*Request 1:* Pull out every line of the records below that contains the string "nose". Case counts.
>> begin Page text
There have been times when I had lots of readers and visitors and felt quite connected to people through blogging. And there have been times with hardly any visits, reads, or interactions. A lot of this has come down to me and my own investment in this space, I know.

After quite a long absence when my son was born, I’ve had trouble knowing how and when to pick back up over here—how to connect what this space was and now is into a coherent whole.

And as is often the case when I’m pondering and without answers, I pull in and keep quiet until I’m ready and know what I want to say. Thus the intermittent months of silence on all my social media.

I vacillate between being someone who startles people with my honesty about hard things on one hand and being deeply introverted and private on the other. I realize this sometimes leaves people not knowing where they stand with me—and leaves me not knowing what and how to share in a space like this.

So you want to know what my conclusion is after all these deep thoughts and said ponderings?

It’s just a blog. You should probably chill out.

I tend to over-think things sometimes and this blog is probably one of those cases—I’ve just been taking the whole thing way too seriously. It’s hard, because words matter to me. My words matter to me. And putting your heart and life on the page with written words can scare the fire out of you.

But…

Again, it’s just a blog. These are just blog posts and pretty pictures from one little person in one little corner of the world.
>> end Page text
>> begin Input data
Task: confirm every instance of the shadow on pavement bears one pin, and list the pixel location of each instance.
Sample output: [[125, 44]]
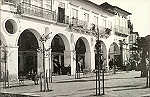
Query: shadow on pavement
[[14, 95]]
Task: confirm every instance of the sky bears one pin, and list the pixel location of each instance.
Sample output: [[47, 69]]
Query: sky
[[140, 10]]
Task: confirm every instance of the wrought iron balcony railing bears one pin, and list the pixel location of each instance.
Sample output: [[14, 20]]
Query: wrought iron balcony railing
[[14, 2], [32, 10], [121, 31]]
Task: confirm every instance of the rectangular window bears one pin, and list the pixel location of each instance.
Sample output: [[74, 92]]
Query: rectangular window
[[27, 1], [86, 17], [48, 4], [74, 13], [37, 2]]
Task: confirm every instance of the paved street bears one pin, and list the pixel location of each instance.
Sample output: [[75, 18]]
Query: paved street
>> end Input data
>> begin Input data
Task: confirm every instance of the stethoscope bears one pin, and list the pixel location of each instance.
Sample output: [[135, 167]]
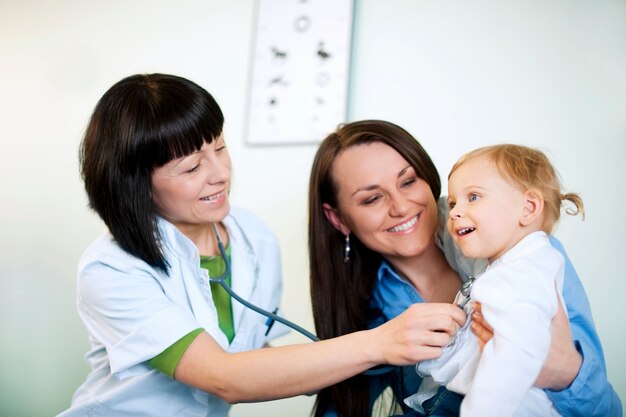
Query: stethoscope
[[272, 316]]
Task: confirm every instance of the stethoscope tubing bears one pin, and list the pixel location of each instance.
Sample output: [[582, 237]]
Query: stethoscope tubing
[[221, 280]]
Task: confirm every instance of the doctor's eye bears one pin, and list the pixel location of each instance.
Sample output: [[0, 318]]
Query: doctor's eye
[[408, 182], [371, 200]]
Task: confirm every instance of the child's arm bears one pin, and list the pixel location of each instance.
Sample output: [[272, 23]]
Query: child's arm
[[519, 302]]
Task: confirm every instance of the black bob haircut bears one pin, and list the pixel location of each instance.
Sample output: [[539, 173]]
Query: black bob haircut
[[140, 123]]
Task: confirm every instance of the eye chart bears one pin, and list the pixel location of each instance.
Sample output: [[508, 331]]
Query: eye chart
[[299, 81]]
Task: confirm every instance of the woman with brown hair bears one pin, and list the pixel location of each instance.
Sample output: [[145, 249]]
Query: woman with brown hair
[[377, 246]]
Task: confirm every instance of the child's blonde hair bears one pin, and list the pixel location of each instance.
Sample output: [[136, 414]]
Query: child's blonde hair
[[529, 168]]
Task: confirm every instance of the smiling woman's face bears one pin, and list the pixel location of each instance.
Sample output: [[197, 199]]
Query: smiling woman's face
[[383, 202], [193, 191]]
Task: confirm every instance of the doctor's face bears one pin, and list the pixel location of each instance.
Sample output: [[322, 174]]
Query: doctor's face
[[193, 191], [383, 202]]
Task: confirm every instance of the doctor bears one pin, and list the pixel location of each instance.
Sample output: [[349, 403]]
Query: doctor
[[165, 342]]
>> end Input data
>> begin Input data
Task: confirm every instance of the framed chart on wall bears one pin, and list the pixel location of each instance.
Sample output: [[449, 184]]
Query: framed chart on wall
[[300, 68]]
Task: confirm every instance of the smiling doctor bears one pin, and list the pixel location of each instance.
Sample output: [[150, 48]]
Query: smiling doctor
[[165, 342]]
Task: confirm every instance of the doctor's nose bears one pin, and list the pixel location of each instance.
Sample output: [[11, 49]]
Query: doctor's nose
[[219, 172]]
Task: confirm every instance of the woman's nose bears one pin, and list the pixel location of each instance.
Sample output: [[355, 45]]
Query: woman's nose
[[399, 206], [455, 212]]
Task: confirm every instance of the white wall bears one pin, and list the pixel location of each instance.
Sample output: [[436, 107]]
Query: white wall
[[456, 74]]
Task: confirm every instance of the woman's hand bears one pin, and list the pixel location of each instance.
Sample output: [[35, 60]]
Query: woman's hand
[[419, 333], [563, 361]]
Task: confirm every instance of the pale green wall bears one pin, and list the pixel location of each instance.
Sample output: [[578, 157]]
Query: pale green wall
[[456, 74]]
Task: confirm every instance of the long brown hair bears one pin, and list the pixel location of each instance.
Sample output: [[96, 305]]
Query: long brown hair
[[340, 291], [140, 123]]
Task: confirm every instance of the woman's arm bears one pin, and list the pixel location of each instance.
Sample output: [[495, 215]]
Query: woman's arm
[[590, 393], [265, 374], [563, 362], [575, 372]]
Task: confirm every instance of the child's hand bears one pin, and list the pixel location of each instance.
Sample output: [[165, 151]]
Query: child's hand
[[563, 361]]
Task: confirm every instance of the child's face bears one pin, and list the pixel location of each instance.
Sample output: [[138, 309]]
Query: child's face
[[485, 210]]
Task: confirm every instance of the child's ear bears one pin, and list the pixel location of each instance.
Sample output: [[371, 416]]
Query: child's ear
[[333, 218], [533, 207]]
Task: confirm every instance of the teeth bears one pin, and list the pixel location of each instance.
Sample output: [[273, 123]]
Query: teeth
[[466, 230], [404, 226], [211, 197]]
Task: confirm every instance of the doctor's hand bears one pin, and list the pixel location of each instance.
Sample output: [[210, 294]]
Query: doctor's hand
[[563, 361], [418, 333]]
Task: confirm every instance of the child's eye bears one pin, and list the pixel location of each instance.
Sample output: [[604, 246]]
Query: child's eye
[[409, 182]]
>> end Input data
*Request 2:* Translate this sentence from the blog post above into Spanish: "It’s hard, because words matter to me."

*Task solution 1:*
Task: confirm every instance of the doctor's nose bears one pin, and list the pixel location of each instance.
Query: doctor's nose
Task: confirm every instance of the woman's nose bears one pin, and list the pixel location of each instance.
Query: woman's nose

*Task solution 2:* Es difícil, porque las palabras me importan.